*** SOURCE TEXT

Person and persona, and riding the line.
Jun. 20th, 2012 01:16 pmIn wandering aimlessly down the primrose paths of the internet, I recently encountered a comment from someone* who found my online persona "grating." Now, no one really likes to be called grating, unless they're in the middle of preparing cheese for the pizza, but they weren't calling me grating, they were calling my online persona grating. Except, of course, for the assumption built into that statement, that the online persona is inherently different from the person behind it.
I think everyone online has an aspect of "persona" to them, if only because ideally, on the internet, you have the opportunity to think before you press "submit." Not everyone does, but the option is still there, for all of us. We filter out certain aspects of ourselves: the faces we present to the world are not exactly one-to-one identical to the faces we present in private. I'm a little wittier on the internet, because I never have to deal with l'esprit d'escalier. On the internet, it doesn't matter that I can't pronounce l'esprit d'escalier (my French pronunciation is so bad it's comical).
I swear a little less on the internet, because I have to think about the process of typing out the word. "Shut your fucking face, you fucking fucker" rolls trippingly off the tongue, but it doesn't fall quite so easy from the fingers. I don't usually document how many times I need to pee. And yeah, since I come from the "do not air your dirty laundry in public" school of thought, I can come off as a bit of a perpetual Marilyn Munster when I really tend to flux between being a Marilyn and being a Wednesday. I let my cynicism off the leash sometimes, but I've found that it's more effective when I don't live and breathe in a haze of grumpy.
Also, I really am inappropriately enthusiastic about everything. Soda. Movies. Commercials that I really like. Street pennies. Peeing. I love peeing! I mean, I don't pee on trees or anything, but I really like it when I go into the bathroom feeling uncomfortable, and come out feeling a-okay. Plus it's an excuse to sit and read, and who doesn't love that? People who are around me in the real world are likely to get treated to a constant stream of alternatingly perky and snarlingly homicidal sound bytes. "Gosh, trees are nice, I like trees I WILL DESTROY ALL WHO THWART ME do you think maybe we should go back to Disneyland in October SOMEONE ON THE INTERNET IS WRONG RARRRRRHGHGHGHGH oh hey juice." Most of these things never make it online, because they're fleeting impulses, or because I don't feel like providing an ocean of context to make them make sense.
I guess that's really where internet persona comes in, at least for me: I make more sense online. I have less visible downtime, I'm a little less random, and I'm a little more measured with my swearing. I'm just as perky, and just as cranky, it's just not a twenty-four/seven thing. It's really important to me that I not be artificial online, because I spend so much time interacting with people offline, and I don't want to be reading from a script every time I do a public appearance. (Although that would be hysterical. I should write a "being Seanan at a book signing script," and start tapping people to stand in for me while I go to get myself another soda.) Filtered doesn't mean shallow, and thoughtful doesn't mean fake.

******
*** DATA RECORDS

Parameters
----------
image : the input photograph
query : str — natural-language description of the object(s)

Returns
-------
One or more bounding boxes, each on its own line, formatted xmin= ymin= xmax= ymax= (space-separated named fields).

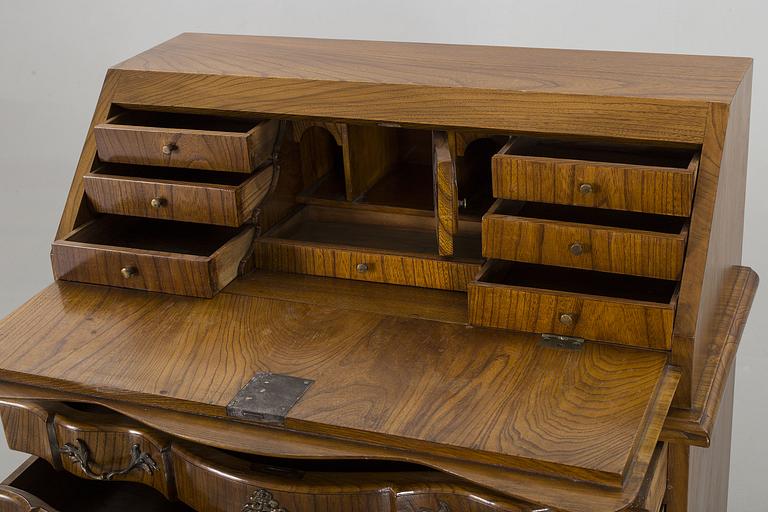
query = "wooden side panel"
xmin=483 ymin=214 xmax=686 ymax=280
xmin=432 ymin=132 xmax=459 ymax=256
xmin=0 ymin=400 xmax=54 ymax=463
xmin=468 ymin=282 xmax=675 ymax=350
xmin=255 ymin=238 xmax=480 ymax=291
xmin=492 ymin=155 xmax=696 ymax=217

******

REQUIREMENTS —
1 – In the post about online persona, translate the sentence "Filtered doesn't mean shallow, and thoughtful doesn't mean fake." into Spanish.
2 – According to the post about online persona, why does the writer consider it important not to be artificial online?

SOLUTIONS TO EACH TASK —
1 – Filtrado no significa superficial, y reflexivo no significa falso.

2 – The writer spends a great deal of time interacting with people offline. Being artificial online would mean having to read from a script at every public appearance, which the writer doesn't want to do.